[GIVEN TASK]: Exactly reproduce all the records, keeping pictures out of the copy.

Coordinate annotation records
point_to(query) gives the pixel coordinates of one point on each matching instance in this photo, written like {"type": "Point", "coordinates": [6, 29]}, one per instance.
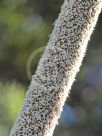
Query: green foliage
{"type": "Point", "coordinates": [11, 98]}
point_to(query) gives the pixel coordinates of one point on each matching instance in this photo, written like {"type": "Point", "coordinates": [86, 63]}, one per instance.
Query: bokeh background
{"type": "Point", "coordinates": [25, 26]}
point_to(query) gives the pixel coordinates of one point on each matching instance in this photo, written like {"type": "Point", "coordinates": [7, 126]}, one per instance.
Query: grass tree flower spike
{"type": "Point", "coordinates": [57, 68]}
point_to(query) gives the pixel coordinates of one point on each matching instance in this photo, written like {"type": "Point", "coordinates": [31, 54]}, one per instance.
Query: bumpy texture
{"type": "Point", "coordinates": [57, 68]}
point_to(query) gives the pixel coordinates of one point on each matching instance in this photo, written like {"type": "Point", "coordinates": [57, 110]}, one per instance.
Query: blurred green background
{"type": "Point", "coordinates": [24, 27]}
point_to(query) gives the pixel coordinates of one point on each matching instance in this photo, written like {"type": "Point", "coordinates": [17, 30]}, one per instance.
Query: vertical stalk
{"type": "Point", "coordinates": [57, 68]}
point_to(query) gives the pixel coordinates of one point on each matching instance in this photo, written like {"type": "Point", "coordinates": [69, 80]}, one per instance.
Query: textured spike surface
{"type": "Point", "coordinates": [57, 68]}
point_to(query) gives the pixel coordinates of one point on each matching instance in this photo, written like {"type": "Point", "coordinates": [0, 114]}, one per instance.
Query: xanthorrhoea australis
{"type": "Point", "coordinates": [57, 68]}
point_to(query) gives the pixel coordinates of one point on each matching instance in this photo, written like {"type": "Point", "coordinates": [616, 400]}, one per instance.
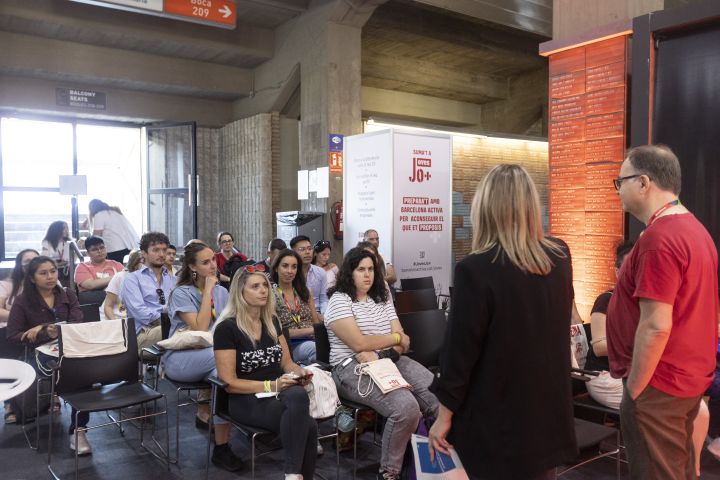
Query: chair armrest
{"type": "Point", "coordinates": [215, 381]}
{"type": "Point", "coordinates": [154, 350]}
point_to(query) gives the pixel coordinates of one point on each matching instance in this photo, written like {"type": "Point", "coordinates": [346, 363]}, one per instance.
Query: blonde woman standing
{"type": "Point", "coordinates": [504, 386]}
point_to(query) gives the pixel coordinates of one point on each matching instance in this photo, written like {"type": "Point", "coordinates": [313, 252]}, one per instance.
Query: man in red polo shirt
{"type": "Point", "coordinates": [662, 318]}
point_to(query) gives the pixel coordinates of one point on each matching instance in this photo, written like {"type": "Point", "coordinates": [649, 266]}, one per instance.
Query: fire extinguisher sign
{"type": "Point", "coordinates": [335, 151]}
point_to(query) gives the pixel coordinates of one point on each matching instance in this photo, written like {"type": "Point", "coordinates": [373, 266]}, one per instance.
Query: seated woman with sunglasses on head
{"type": "Point", "coordinates": [321, 258]}
{"type": "Point", "coordinates": [194, 304]}
{"type": "Point", "coordinates": [362, 327]}
{"type": "Point", "coordinates": [295, 307]}
{"type": "Point", "coordinates": [252, 356]}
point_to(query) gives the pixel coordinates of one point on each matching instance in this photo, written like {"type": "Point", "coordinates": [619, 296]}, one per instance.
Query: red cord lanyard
{"type": "Point", "coordinates": [660, 210]}
{"type": "Point", "coordinates": [296, 313]}
{"type": "Point", "coordinates": [213, 314]}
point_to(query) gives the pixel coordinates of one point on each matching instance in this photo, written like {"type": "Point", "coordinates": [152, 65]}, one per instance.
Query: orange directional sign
{"type": "Point", "coordinates": [222, 12]}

[WRITTEN SOLUTION]:
point_to(query) gives the pixel coordinates of one point on each matching instance in this photo, written like {"type": "Point", "coordinates": [6, 29]}, one per instance.
Query: green foliage
{"type": "Point", "coordinates": [11, 98]}
point_to(query) gives the pixel coordinates of one point on each matching instance in this photo, written like {"type": "Point", "coordinates": [86, 63]}, one per instance.
Query: bokeh background
{"type": "Point", "coordinates": [25, 26]}
point_to(query) gives the pixel coordinates of one point on each matching instance in this photo, written like {"type": "Point", "coordinates": [7, 126]}, one per instance.
Query: grass tree flower spike
{"type": "Point", "coordinates": [57, 68]}
point_to(query) gives the pixel coordinates of one point on each matching instance in this photo, written like {"type": "Point", "coordinates": [31, 54]}, one per instance.
Query: bumpy texture
{"type": "Point", "coordinates": [57, 68]}
point_to(query) gives the pixel coordinates of one point on each matching instance in this photo, written like {"type": "Point", "coordinates": [57, 110]}, one per instance.
Query: blurred green background
{"type": "Point", "coordinates": [24, 27]}
point_to(query) gives the pixel coordinates of one point on each matching instance in this photo, written like {"type": "Point", "coordinates": [17, 30]}, one per instance.
Query: vertical stalk
{"type": "Point", "coordinates": [57, 68]}
point_to(query) gives the pixel coordinates of one point on each matching instance in this photo, written like {"type": "Point", "coordinates": [69, 80]}, one per instance.
Query: textured spike surface
{"type": "Point", "coordinates": [57, 68]}
point_to(query) gives the pixel coordinates of one point on each matching instance in this photo, written like {"type": "Point", "coordinates": [0, 114]}, one per instance.
Query: xanthorrhoea australis
{"type": "Point", "coordinates": [57, 68]}
point_to(query) gives the pixel coordinates of one point on each matching instance in this photo, written like {"type": "Point", "coordinates": [616, 400]}, one per instance.
Query: chair armrest
{"type": "Point", "coordinates": [215, 381]}
{"type": "Point", "coordinates": [154, 350]}
point_to(query) gives the pixel coordinates of one point on each matching instance in this photo, written like {"type": "Point", "coordinates": [346, 363]}, one per instance.
Query: blonde woman standing
{"type": "Point", "coordinates": [504, 386]}
point_to(query) gives the pixel coordinates of one point on each matching instance in this photo, written like {"type": "Point", "coordinates": [313, 252]}, one per instance.
Query: man in red polo shirt
{"type": "Point", "coordinates": [662, 318]}
point_to(query) gives the pixel coordinates of one point on each matching instance in this photo, written like {"type": "Point", "coordinates": [649, 266]}, one per instance.
Query: fire extinguisher sign
{"type": "Point", "coordinates": [335, 151]}
point_to(query) gives the pixel coordinates of one point on each matching instance in this photo, written like {"type": "Point", "coordinates": [373, 266]}, one per instance.
Query: seated woman with sunglasses on head
{"type": "Point", "coordinates": [321, 258]}
{"type": "Point", "coordinates": [194, 304]}
{"type": "Point", "coordinates": [362, 327]}
{"type": "Point", "coordinates": [295, 307]}
{"type": "Point", "coordinates": [252, 356]}
point_to(query) gives the pixel coordinates of one point on each matching instance in this photo, written like {"type": "Point", "coordinates": [619, 296]}, one per instance.
Query: red cord lanyard
{"type": "Point", "coordinates": [660, 210]}
{"type": "Point", "coordinates": [296, 313]}
{"type": "Point", "coordinates": [213, 314]}
point_to(query) gives the pixel coordinates of one point on each matching instance in this photo, written like {"type": "Point", "coordinates": [152, 65]}, one per instance.
Query: orange directional sign
{"type": "Point", "coordinates": [222, 12]}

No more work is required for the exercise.